= Beginning of Section =

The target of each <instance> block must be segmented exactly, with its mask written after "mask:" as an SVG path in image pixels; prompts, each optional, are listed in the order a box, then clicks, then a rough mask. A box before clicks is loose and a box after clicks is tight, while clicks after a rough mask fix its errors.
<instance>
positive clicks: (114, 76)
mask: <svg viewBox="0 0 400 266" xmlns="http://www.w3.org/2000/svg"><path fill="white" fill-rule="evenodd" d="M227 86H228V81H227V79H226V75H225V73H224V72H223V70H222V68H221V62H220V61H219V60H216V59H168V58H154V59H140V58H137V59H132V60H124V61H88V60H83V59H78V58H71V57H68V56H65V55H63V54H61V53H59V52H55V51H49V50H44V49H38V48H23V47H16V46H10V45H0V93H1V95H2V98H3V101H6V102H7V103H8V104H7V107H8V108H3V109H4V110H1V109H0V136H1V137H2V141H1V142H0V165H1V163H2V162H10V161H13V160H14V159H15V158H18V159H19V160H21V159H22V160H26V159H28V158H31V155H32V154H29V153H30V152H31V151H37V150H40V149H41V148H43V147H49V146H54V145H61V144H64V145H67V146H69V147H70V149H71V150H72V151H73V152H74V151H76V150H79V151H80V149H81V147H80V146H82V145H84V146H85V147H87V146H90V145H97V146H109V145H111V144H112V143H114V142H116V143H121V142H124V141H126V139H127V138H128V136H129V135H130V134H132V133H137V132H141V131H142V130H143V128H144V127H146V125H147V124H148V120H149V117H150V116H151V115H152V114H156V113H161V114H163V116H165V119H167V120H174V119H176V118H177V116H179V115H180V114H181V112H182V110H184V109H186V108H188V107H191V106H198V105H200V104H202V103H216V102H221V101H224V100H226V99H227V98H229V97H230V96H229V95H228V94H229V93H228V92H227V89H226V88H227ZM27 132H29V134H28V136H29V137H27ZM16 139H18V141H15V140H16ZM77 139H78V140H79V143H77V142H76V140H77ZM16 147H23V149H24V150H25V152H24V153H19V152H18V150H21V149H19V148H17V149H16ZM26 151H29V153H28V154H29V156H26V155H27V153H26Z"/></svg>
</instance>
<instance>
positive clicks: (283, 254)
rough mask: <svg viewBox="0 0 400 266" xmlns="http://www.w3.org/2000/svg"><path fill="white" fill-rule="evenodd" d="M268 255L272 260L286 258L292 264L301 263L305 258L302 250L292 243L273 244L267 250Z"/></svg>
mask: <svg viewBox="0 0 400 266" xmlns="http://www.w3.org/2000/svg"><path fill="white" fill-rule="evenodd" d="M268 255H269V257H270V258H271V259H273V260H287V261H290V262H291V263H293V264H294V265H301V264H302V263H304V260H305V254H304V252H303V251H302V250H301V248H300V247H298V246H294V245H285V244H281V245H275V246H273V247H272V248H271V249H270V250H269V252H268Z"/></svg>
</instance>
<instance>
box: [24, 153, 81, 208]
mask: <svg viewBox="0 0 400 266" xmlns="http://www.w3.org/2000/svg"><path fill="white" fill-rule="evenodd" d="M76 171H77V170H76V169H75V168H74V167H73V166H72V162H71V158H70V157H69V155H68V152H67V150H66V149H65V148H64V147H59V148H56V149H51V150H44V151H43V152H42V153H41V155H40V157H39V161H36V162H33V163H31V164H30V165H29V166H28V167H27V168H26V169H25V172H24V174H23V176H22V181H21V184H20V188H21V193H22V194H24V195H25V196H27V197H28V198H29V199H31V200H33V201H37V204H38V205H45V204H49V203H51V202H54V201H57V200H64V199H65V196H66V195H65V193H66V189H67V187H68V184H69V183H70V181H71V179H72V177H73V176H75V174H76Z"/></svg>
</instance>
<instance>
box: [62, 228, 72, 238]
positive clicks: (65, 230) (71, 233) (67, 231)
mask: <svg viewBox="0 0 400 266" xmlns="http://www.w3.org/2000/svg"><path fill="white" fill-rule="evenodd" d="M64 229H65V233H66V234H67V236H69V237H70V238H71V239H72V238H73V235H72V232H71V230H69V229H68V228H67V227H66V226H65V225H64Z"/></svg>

= End of Section =

Problem:
Pick out every line of the items that contains the word "clicks", matching case exactly, and copy each of those lines in full.

Solved exercise:
The target of each <instance> block must be segmented exactly, with its mask written after "mask:" as an SVG path in image pixels; prompts, each optional, are listed in the order a box, then clicks, then a rough mask. A box before clicks is loose and a box after clicks is tight, while clicks after a rough mask fix its errors.
positive clicks: (114, 76)
positive clicks: (283, 254)
positive clicks: (65, 230) (71, 233) (67, 231)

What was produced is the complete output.